◆ INPUT ◆
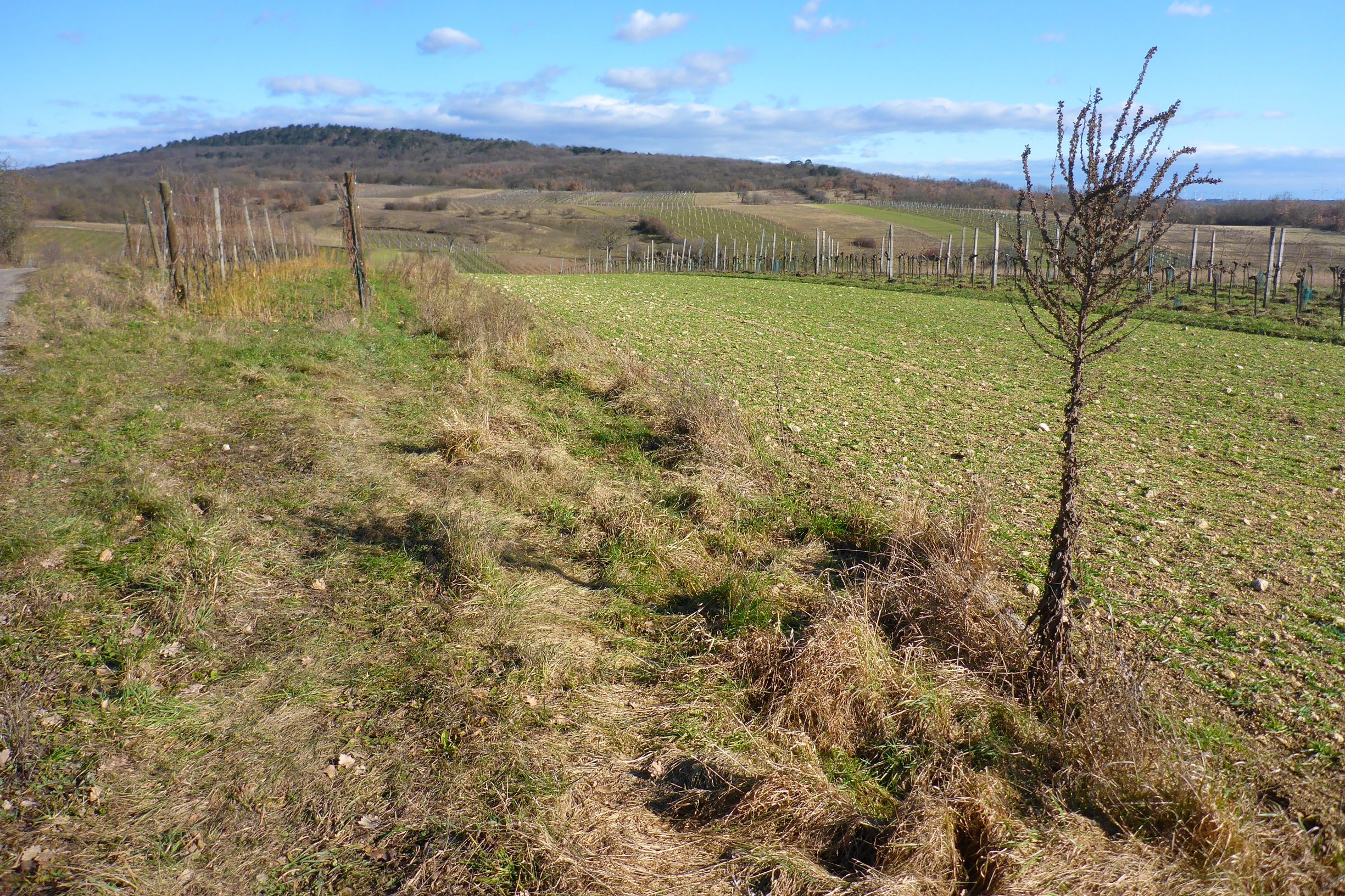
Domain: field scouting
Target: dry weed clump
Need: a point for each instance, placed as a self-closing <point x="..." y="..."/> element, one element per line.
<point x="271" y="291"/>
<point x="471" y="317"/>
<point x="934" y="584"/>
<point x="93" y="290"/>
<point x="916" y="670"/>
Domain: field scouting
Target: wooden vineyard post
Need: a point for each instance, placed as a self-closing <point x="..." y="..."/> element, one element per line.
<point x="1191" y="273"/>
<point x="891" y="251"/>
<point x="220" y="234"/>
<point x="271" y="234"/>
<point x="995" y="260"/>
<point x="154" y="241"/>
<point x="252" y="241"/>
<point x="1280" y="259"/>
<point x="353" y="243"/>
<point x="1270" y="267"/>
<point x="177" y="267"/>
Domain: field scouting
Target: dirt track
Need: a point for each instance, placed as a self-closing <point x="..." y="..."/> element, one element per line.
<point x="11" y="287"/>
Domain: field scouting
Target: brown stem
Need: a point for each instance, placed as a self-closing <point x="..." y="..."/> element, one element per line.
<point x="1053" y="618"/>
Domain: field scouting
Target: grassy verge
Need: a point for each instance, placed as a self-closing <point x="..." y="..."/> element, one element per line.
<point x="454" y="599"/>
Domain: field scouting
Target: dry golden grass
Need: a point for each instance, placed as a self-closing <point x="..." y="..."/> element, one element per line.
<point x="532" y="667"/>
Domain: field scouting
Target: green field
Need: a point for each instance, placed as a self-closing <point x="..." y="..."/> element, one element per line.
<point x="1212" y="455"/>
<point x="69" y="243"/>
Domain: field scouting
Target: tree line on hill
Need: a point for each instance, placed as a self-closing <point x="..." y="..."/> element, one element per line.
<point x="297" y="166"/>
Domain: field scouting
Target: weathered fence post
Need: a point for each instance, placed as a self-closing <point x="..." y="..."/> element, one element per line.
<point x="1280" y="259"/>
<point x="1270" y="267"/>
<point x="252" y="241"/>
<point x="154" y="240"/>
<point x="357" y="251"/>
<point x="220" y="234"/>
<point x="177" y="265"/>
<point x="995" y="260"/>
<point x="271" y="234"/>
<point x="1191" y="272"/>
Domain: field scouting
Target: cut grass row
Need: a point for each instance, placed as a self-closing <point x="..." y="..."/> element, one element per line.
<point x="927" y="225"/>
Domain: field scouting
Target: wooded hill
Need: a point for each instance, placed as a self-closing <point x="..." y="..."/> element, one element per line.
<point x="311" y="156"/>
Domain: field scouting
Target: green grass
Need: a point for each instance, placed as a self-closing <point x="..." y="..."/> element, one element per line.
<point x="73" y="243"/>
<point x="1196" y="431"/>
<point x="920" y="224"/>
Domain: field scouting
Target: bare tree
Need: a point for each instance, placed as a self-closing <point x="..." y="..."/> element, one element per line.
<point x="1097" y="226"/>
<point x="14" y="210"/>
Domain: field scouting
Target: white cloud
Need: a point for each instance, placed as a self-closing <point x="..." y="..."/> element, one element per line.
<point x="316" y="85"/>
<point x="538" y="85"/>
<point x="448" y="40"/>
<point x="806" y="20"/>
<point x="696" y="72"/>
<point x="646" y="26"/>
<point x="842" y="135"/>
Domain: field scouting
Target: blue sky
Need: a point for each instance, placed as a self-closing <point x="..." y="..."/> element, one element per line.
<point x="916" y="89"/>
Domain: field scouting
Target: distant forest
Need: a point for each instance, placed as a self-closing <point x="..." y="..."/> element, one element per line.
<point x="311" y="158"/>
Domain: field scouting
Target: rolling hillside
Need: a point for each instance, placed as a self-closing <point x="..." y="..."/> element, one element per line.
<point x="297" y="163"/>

◆ WHAT YOU NEED TO DO ◆
The copy must reproduce the listing above verbatim and contain no pictures.

◆ YOUR SOLUTION ◆
Domain: field scouting
Target: dry weed clump
Need: a point for each instance, placed as a self-closing <point x="..." y="..."/> element, one element per line.
<point x="271" y="291"/>
<point x="471" y="317"/>
<point x="934" y="584"/>
<point x="93" y="290"/>
<point x="916" y="670"/>
Domain: field scouting
Target: wooden vineyard post
Need: a point for each instance, placed as a self-closing <point x="..." y="..."/> element, one element per line.
<point x="1191" y="273"/>
<point x="891" y="251"/>
<point x="220" y="234"/>
<point x="271" y="234"/>
<point x="995" y="260"/>
<point x="154" y="241"/>
<point x="252" y="241"/>
<point x="1280" y="259"/>
<point x="353" y="243"/>
<point x="1270" y="267"/>
<point x="177" y="267"/>
Domain: field scouting
Target: dirt track
Need: a point for each instance, placed as a self-closing <point x="..." y="..."/> element, one element per line.
<point x="11" y="287"/>
Domain: field scouting
Target: brown stem
Need: a point for each instance, placed as a self-closing <point x="..." y="..."/> element, one element per line.
<point x="1053" y="618"/>
Domain: field scouting
Target: grassy verge
Need: a point for each instance, placed as a self-closing <point x="..." y="..."/> element, one element per line.
<point x="454" y="599"/>
Domain: field scouting
Target: dry golden grass
Need: a point for each instance, placed as a self-closing <point x="..." y="..."/> element, one element per line.
<point x="532" y="667"/>
Domain: field scouting
Target: green field
Need: a point for each instance, placed as a self-closing <point x="..." y="..."/> element, one element per line.
<point x="1212" y="455"/>
<point x="69" y="243"/>
Domain: field scouting
Target: tree line on hill
Need: a point for each instance, placed as a self-closing <point x="..." y="..."/> element, one element per line.
<point x="297" y="166"/>
Domain: field scouting
Target: weathered fence post
Need: a point for each instance, placed as a self-closing <point x="..." y="..."/> element, one element per line.
<point x="1280" y="259"/>
<point x="1270" y="267"/>
<point x="252" y="241"/>
<point x="154" y="240"/>
<point x="357" y="251"/>
<point x="220" y="234"/>
<point x="177" y="265"/>
<point x="995" y="260"/>
<point x="271" y="234"/>
<point x="1191" y="272"/>
Domain: field scouting
Target: cut grass row
Need: a point for each instance, placed as a self-closing <point x="..." y="..."/> element, one element per line.
<point x="927" y="225"/>
Domain: field scouting
Target: wooded hill
Need: a point for each instance, placed as a self-closing <point x="..." y="..."/> element, one element per line.
<point x="311" y="156"/>
Domain: field scouting
Target: green grass
Need: a point for each instance, placed as a self-closing <point x="..." y="..."/> element, one element per line.
<point x="73" y="243"/>
<point x="1196" y="431"/>
<point x="920" y="224"/>
Domain: field scouting
Target: bare tree
Need: a point for each instance, placed as a self-closing <point x="..." y="..."/> element, one element per line.
<point x="1097" y="226"/>
<point x="14" y="210"/>
Domain: field scouting
Target: white cloud
Need: a point for each instance, placed as a self-closing <point x="..." y="..."/> element, one element per line.
<point x="316" y="85"/>
<point x="538" y="85"/>
<point x="448" y="40"/>
<point x="806" y="20"/>
<point x="696" y="72"/>
<point x="646" y="26"/>
<point x="842" y="135"/>
Domain: field scouting
Target: blue sky
Need: a point for each instance, placed as a self-closing <point x="..." y="..."/> element, one element per line.
<point x="916" y="89"/>
Domain: field scouting
Target: distant forest
Need: a point for each instance, placed as a self-closing <point x="..." y="..."/> element, one element per line.
<point x="311" y="158"/>
Domain: field scouting
Target: rolling hillside
Need: a point for each instance, placed as a self-closing <point x="..." y="..."/> element, one element per line.
<point x="297" y="163"/>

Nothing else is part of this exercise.